Threatening to harm herself, the arrival of the doctors did nothing to calm Marilyn’s nerves, and quite disturbingly, the four medical staff picked her up by all fours and carried her, face down and sobbing, to the seventh floor – the ward for extremely disturbed patients.
Told she was a ‘very, very sick girl’, Marilyn was forced to stay at the hospital for four nights, during which time she
was able to write a letter to Lee Strasberg, begging for help. Unfortunately, the Strasberg family had no power to secure her release, but thankfully for Marilyn, Joe DiMaggio did. He arrived at the hospital and threatened to take it apart ‘brick by brick’ if they did not release her into his care. Later Marilyn took great pride in telling friends of DiMaggio’s rescue, and consulted her lawyer Aaron Frosch in order to draw up a document that ensured DiMaggio, Frosch and Reis would all have to be notified before she could ever be locked up again. Before she left the hospital she turned to the doctors who had ‘cared’ for her: ‘You should all have your heads examined,’ she told them, before leaving in the care of DiMaggio.
She was driven back to her apartment to confront Dr Kris, ‘like a hurricane unleashed’, according to friend, Ralph Roberts. Kris was shocked, frightened and deeply apologetic, but the damage was done. Marilyn never forgave her psychiatrist and in future turned to Californian therapist Dr Greenson for support.

══════════

- **Exercise A**: In the passage on Marilyn's hospital stay, why did Marilyn consult her lawyer Aaron Frosch? Answer in one to three sentences.
- **Exercise B**: Please list every person other than Marilyn who is mentioned by name in the passage on Marilyn's hospital stay.
- **Exercise C**: Continue the passage on Marilyn's hospital stay from its final sentence.
These items come from a separate source and have no connection to the passage on Marilyn's hospital stay.

[Saved entries]

══════════

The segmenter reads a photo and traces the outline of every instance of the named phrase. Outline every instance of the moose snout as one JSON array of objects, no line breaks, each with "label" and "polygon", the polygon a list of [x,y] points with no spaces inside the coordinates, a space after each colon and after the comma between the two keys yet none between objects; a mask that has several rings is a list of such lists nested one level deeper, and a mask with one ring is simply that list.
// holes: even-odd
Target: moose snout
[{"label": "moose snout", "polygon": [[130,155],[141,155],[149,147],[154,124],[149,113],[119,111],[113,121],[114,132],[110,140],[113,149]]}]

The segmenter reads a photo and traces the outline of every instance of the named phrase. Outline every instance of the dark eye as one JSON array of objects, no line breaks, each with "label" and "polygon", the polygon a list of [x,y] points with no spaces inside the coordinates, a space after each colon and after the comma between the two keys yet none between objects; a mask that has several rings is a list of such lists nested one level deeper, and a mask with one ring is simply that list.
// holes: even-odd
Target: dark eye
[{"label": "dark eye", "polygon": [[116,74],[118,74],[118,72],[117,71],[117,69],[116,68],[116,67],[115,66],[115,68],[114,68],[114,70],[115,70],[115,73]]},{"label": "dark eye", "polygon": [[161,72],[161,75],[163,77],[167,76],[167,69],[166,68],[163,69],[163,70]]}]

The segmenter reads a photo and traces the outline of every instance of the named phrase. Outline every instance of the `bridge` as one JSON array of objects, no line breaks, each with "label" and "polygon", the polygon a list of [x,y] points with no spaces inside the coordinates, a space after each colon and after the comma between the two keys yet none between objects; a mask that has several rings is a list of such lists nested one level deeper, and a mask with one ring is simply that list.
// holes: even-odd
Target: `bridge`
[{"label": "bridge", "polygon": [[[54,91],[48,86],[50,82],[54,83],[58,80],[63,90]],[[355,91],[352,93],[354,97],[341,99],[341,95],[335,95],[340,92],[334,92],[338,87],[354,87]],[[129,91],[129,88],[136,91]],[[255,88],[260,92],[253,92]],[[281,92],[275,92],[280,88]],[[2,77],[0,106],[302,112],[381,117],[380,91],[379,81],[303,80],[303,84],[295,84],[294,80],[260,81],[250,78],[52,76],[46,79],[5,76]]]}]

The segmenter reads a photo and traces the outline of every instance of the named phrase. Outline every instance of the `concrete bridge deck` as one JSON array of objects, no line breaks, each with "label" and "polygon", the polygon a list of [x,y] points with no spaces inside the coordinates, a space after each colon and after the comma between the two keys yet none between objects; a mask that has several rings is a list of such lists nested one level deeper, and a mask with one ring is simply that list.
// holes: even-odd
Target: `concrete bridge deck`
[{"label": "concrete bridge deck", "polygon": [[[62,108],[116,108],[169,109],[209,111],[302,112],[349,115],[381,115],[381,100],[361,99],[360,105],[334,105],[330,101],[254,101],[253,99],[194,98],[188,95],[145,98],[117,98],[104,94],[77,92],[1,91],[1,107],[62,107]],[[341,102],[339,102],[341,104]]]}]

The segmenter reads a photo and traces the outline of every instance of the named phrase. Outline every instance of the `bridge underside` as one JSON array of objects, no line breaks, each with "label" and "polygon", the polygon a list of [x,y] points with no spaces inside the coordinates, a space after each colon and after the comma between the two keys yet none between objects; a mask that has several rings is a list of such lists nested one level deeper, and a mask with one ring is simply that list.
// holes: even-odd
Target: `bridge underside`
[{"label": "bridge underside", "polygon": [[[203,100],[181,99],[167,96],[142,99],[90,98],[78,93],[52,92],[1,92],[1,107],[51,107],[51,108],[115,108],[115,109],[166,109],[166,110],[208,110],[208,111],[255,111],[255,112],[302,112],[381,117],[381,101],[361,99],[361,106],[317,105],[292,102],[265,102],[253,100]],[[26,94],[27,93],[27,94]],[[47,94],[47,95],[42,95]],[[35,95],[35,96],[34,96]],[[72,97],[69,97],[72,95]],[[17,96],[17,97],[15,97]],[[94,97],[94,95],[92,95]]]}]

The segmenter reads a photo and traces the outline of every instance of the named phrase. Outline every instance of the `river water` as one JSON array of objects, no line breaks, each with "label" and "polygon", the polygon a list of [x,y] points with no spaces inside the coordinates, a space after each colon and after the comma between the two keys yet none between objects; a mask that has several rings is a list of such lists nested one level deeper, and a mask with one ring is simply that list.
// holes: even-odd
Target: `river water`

══════════

- **Exercise answer A**: She consulted Frosch to draw up a document ensuring that DiMaggio, Frosch and Reis would all have to be notified before she could ever be locked up again.

- **Exercise answer B**: Lee Strasberg, Joe DiMaggio, Aaron Frosch, Reis, Dr Kris, Ralph Roberts, Dr Greenson

- **Exercise answer C**:
Still emotionally disturbed and exhausted, Marilyn was persuaded to enter Columbia-Presbyterian hospital on 11 February, where she was admitted for ‘a rest and checkup’, according to a hospital spokesman. Her publicist, John Springer, elaborated by telling reporters, ‘She is here for a complete physical check-up. She’s had a hell of a year. She had been exhausted, really beat down.’ Trying to quash rumours of her treatment at Payne Whitney, he added, ‘More than anything else, this was just meant for her to go in and have a chance to rest and recuperate a little. It has been blown up all out of proportion.’
Meanwhile, NBC executives were becoming increasingly alarmed with the situation, declaring to her representatives that they wanted ‘concrete evidence’ that she could physically perform in
Rain.
This request left her lawyer in the unenviable and impossible task of trying to compile a detailed report of her condition, including whether or not she would be capable of showing up on set at all. On 15 February, a letter was sent from NBC to Marilyn’s reps at MCA, declaring that ‘in view of Miss
Monroe’s recent illness, it is perfectly clear that we do not have an agreement with respect to [her] services’.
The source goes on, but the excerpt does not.